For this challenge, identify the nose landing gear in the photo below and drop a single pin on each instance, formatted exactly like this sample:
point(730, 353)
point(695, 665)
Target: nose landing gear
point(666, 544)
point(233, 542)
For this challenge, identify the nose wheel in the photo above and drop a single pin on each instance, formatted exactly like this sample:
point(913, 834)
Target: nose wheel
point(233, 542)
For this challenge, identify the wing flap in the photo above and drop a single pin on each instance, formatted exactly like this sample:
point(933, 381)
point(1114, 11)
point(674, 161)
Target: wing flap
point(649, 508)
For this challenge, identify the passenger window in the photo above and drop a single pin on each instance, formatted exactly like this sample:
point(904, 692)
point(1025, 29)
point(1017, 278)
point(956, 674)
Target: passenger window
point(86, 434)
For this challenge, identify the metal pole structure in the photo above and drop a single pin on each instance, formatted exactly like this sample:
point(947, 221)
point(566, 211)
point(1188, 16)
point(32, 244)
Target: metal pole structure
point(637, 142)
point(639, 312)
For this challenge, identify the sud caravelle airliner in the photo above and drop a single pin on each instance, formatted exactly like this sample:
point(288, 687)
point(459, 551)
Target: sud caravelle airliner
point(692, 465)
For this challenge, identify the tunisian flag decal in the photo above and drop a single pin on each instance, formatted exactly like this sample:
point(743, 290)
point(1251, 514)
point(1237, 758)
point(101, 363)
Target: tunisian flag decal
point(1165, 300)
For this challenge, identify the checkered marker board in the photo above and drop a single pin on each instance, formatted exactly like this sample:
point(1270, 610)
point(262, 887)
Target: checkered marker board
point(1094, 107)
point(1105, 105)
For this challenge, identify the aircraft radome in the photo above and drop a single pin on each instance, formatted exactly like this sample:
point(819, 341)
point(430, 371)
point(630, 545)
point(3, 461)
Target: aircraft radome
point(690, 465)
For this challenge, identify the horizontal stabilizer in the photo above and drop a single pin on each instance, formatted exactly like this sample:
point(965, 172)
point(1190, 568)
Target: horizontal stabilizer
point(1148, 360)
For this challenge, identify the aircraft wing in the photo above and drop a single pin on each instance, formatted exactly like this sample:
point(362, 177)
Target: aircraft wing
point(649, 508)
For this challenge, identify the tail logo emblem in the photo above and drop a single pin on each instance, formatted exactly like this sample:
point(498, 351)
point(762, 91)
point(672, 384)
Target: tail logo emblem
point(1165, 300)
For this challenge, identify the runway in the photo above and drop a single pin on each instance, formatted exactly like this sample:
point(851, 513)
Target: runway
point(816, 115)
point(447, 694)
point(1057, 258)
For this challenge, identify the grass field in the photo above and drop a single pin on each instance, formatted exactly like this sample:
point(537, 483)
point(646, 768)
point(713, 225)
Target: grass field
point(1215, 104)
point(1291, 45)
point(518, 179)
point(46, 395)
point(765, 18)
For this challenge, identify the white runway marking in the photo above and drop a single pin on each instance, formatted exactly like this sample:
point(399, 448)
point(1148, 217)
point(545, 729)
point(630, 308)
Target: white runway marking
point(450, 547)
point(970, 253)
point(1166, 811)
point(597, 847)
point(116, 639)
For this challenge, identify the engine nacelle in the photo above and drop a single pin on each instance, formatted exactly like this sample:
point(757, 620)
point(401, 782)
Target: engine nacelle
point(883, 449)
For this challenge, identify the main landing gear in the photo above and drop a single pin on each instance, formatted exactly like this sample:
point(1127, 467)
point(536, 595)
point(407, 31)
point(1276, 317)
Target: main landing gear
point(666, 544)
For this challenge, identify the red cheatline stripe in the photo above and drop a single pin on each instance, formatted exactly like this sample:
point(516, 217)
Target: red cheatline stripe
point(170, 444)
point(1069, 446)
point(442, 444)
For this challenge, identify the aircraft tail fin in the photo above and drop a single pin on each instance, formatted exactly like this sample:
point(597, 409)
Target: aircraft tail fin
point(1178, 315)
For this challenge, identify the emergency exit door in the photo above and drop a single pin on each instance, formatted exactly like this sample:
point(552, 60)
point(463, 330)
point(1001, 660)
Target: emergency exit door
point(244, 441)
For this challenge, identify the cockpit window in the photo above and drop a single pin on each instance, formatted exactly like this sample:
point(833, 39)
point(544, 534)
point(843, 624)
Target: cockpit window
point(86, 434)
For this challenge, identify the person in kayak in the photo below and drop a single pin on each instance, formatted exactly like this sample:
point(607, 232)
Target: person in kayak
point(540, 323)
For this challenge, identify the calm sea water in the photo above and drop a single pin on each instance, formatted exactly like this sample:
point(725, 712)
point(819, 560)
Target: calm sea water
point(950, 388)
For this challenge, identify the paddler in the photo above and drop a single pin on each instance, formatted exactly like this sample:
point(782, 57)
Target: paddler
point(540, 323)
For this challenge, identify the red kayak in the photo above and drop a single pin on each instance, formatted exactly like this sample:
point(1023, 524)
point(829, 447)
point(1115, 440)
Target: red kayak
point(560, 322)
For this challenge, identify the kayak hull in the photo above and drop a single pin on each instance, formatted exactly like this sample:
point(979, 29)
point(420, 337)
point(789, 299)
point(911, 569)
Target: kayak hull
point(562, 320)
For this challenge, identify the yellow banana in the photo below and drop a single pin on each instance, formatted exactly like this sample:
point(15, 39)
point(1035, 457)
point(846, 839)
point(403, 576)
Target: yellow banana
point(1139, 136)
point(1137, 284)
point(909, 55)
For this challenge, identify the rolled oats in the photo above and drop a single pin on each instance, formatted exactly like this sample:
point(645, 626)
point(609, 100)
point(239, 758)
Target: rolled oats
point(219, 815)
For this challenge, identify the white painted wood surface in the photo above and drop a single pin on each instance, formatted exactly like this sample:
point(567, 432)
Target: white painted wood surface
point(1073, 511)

___

- **What you will do**:
Can you copy all of the records above word for word, keeping every line as it stands?

- **Worked answer**:
For this challenge, identify the nose landing gear in the photo below and drop a single pin on each instance, formatted exactly like this sample:
point(730, 353)
point(695, 665)
Target: nose landing gear
point(666, 544)
point(233, 542)
For this challenge, identify the nose wheel in the photo above and drop a single pin on each instance, formatted exactly like this sample:
point(913, 834)
Target: nose wheel
point(233, 542)
For this challenge, identify the wing flap in the photo above and drop a single pin on each instance, formatted exactly like this sample:
point(933, 381)
point(1114, 11)
point(674, 161)
Target: wing flap
point(649, 508)
For this challenge, identify the passenger window in the photo above and drop a single pin on each instance, formatted exactly like this sample:
point(904, 692)
point(1025, 29)
point(1017, 278)
point(956, 674)
Target: passenger window
point(86, 434)
For this challenge, identify the metal pole structure in the photo above and drop a single pin on each instance, formatted exactly like this sample:
point(947, 221)
point(566, 211)
point(1188, 16)
point(32, 244)
Target: metal pole structure
point(637, 142)
point(639, 312)
For this challenge, identify the sud caravelle airliner in the photo above and drop a single pin on each instance, formatted exactly like this sample:
point(288, 687)
point(459, 551)
Target: sud caravelle airliner
point(692, 465)
For this challenge, identify the tunisian flag decal in the photo above and drop a single pin on each instance, formatted exactly like this sample:
point(743, 290)
point(1251, 514)
point(1237, 758)
point(101, 363)
Target: tunisian flag decal
point(1165, 300)
For this challenge, identify the checkered marker board in the photo above and drop a single pin on each instance, formatted exactly like this sample:
point(1270, 610)
point(262, 887)
Target: checkered marker board
point(1094, 107)
point(1105, 105)
For this challenge, identify the aircraft radome in the photo above and drop a single pin on each instance, formatted exactly like this sample:
point(819, 341)
point(430, 371)
point(630, 545)
point(3, 461)
Target: aircraft radome
point(690, 465)
For this challenge, identify the horizontal stabilizer in the photo above and drop a single pin on each instance, formatted exactly like this sample:
point(965, 172)
point(1190, 568)
Target: horizontal stabilizer
point(1148, 360)
For this challenge, identify the aircraft wing in the photo above and drop a single pin on each instance, formatted exactly like this sample:
point(362, 177)
Target: aircraft wing
point(649, 508)
For this challenge, identify the tail logo emblem in the photo above and drop a single pin on each instance, formatted exactly like this sample:
point(498, 351)
point(762, 91)
point(672, 384)
Target: tail logo emblem
point(1165, 300)
For this challenge, identify the runway in the photo above and drop a single pin on each instance, formatted exactly like this sample:
point(851, 513)
Target: runway
point(816, 115)
point(447, 694)
point(1057, 258)
For this challenge, identify the grass field in the photo above and drop a single pin on each instance, formatted exactly like this sample:
point(537, 483)
point(646, 768)
point(713, 225)
Target: grass field
point(1215, 104)
point(1291, 45)
point(518, 179)
point(46, 395)
point(765, 18)
For this challenge, identify the white runway marking in the photo above and drop a single pin on each instance, formatted exactly like this sample:
point(399, 448)
point(1148, 217)
point(545, 729)
point(630, 308)
Target: white runway marking
point(450, 547)
point(970, 253)
point(1166, 811)
point(597, 847)
point(116, 639)
For this challenge, identify the engine nacelle in the photo above and drop a single pin on each instance, formatted exactly like this sample:
point(757, 620)
point(401, 782)
Target: engine nacelle
point(883, 449)
For this challenge, identify the main landing gear in the photo above and drop a single pin on each instance, formatted exactly like this sample:
point(1127, 467)
point(536, 595)
point(407, 31)
point(1276, 317)
Target: main landing gear
point(666, 544)
For this challenge, identify the red cheatline stripe in the photo above and drop a single pin on each instance, formatted exactly like this sample:
point(516, 217)
Target: red cheatline stripe
point(170, 444)
point(1069, 446)
point(442, 444)
For this challenge, identify the aircraft tail fin in the photo above and drop a single pin on each instance, formatted exactly like this sample:
point(597, 409)
Target: aircraft tail fin
point(1178, 315)
For this challenge, identify the emergency exit door in the photo above and drop a single pin on each instance, formatted exactly like this sample:
point(552, 60)
point(463, 330)
point(1001, 660)
Target: emergency exit door
point(244, 441)
For this challenge, identify the cockpit window in the photo above and drop a single pin on each instance, formatted exactly like this sample:
point(833, 39)
point(544, 534)
point(843, 624)
Target: cockpit window
point(86, 434)
For this challenge, identify the person in kayak in the photo below and drop a single pin on each instance, formatted exactly like this sample:
point(607, 232)
Target: person in kayak
point(540, 323)
For this challenge, identify the calm sea water in the photo above and drop a single pin on each instance, formatted exactly like this sample:
point(725, 712)
point(819, 560)
Target: calm sea water
point(950, 388)
For this challenge, identify the paddler in the photo above and drop a single pin on each instance, formatted exactly like this sample:
point(782, 57)
Target: paddler
point(540, 323)
For this challenge, identify the red kayak in the photo above and drop a single pin on each instance, formatted exactly like this sample:
point(1023, 524)
point(829, 447)
point(1115, 440)
Target: red kayak
point(560, 322)
For this challenge, identify the kayak hull in the photo above and drop a single pin on each instance, formatted exactly like this sample:
point(979, 29)
point(420, 337)
point(789, 299)
point(911, 569)
Target: kayak hull
point(562, 320)
For this challenge, identify the yellow banana in the photo below and drop a single pin on each instance, formatted exactly like this sample:
point(15, 39)
point(1035, 457)
point(846, 839)
point(403, 576)
Target: yellow banana
point(1139, 136)
point(1137, 284)
point(909, 55)
For this challenge, identify the rolled oats in the photo above and drop a single pin on each instance, formatted exactly like this sample:
point(645, 626)
point(609, 100)
point(239, 758)
Target: rolled oats
point(219, 815)
For this challenge, identify the white painted wood surface in the photo above and drop a single pin on each instance, formatted exactly like this sample:
point(567, 432)
Target: white painted wood surface
point(1073, 511)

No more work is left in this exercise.